> _INDICACIÓN A_
En el hilo sobre la falta de sonido en Flash, ¿qué sistema de sonido se indica que utiliza Flash?

> _EXTRACTO DEL TEXTO_
===

# [Sonido] No tengo sonido en los video flash

## dotinmouth

Ola chicos. Estoy viendo unas animaciones en flash y no tengo sonido. Me pasa en todos los recursos flash. ¿Que puede ser? Gracias

----------

## kalcetoh

Puede ser ke tengas algún servidor de sonido, como arts o esd utiilizando el sonido?. Flash utiliza alsa, tienes alsa activado?

----------

## dotinmouth

 *kalcetoh wrote:*   

> Puede ser ke tengas algún servidor de sonido, como arts o esd utiilizando el sonido?. Flash utiliza alsa, tienes alsa activado?

===

> _FRAGMENTOS DE FILAS_
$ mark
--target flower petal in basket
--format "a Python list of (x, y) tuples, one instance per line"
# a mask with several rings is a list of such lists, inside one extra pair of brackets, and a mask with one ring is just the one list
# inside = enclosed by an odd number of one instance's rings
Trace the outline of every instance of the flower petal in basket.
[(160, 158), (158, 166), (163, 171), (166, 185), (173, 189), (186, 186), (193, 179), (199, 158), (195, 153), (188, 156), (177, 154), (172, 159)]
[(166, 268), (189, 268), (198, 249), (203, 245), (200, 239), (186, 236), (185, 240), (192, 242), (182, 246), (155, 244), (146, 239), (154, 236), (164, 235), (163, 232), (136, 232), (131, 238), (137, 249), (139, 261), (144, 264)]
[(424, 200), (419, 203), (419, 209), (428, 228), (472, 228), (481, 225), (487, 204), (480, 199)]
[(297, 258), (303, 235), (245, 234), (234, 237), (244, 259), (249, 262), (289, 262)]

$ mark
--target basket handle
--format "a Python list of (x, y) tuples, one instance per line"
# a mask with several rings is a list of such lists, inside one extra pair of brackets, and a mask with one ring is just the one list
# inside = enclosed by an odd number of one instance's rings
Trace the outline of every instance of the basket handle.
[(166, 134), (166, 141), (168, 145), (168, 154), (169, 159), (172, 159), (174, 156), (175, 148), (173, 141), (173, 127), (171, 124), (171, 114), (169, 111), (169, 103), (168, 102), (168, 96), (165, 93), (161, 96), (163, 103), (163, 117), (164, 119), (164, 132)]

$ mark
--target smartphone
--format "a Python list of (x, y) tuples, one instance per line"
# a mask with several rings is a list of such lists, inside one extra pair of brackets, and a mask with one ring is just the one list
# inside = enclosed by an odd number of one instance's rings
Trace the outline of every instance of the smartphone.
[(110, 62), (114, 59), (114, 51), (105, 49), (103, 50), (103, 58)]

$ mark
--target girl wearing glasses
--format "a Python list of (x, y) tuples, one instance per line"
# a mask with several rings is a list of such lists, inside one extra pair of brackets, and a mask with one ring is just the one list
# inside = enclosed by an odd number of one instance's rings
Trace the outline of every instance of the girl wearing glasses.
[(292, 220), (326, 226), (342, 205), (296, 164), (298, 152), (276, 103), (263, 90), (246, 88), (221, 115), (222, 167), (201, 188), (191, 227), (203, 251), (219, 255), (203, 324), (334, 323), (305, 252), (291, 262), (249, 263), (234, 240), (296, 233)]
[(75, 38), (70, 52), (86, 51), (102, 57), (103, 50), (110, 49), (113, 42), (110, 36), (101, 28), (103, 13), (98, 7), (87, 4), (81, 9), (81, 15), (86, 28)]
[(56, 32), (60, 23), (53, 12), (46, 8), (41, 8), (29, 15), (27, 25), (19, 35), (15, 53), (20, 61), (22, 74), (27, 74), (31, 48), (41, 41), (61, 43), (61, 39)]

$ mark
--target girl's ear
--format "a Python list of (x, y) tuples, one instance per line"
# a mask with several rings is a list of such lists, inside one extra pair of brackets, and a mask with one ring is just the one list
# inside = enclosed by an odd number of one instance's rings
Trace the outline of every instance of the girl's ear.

===

> _INDICACIÓN B_
Sustituye "flower petal in basket" por "petal on basket" en el tramo de las filas que va desde el comienzo hasta la línea que contiene "262), (289, 262)]", ambas incluidas, y devuelve solo esas líneas sin ningún otro cambio.

> _RESULTADO CORRECTO A_
Alsa.

> _RESULTADO CORRECTO B_
$ mark
--target petal on basket
--format "a Python list of (x, y) tuples, one instance per line"
# a mask with several rings is a list of such lists, inside one extra pair of brackets, and a mask with one ring is just the one list
# inside = enclosed by an odd number of one instance's rings
Trace the outline of every instance of the petal on basket.
[(160, 158), (158, 166), (163, 171), (166, 185), (173, 189), (186, 186), (193, 179), (199, 158), (195, 153), (188, 156), (177, 154), (172, 159)]
[(166, 268), (189, 268), (198, 249), (203, 245), (200, 239), (186, 236), (185, 240), (192, 242), (182, 246), (155, 244), (146, 239), (154, 236), (164, 235), (163, 232), (136, 232), (131, 238), (137, 249), (139, 261), (144, 264)]
[(424, 200), (419, 203), (419, 209), (428, 228), (472, 228), (481, 225), (487, 204), (480, 199)]
[(297, 258), (303, 235), (245, 234), (234, 237), (244, 259), (249, 262), (289, 262)]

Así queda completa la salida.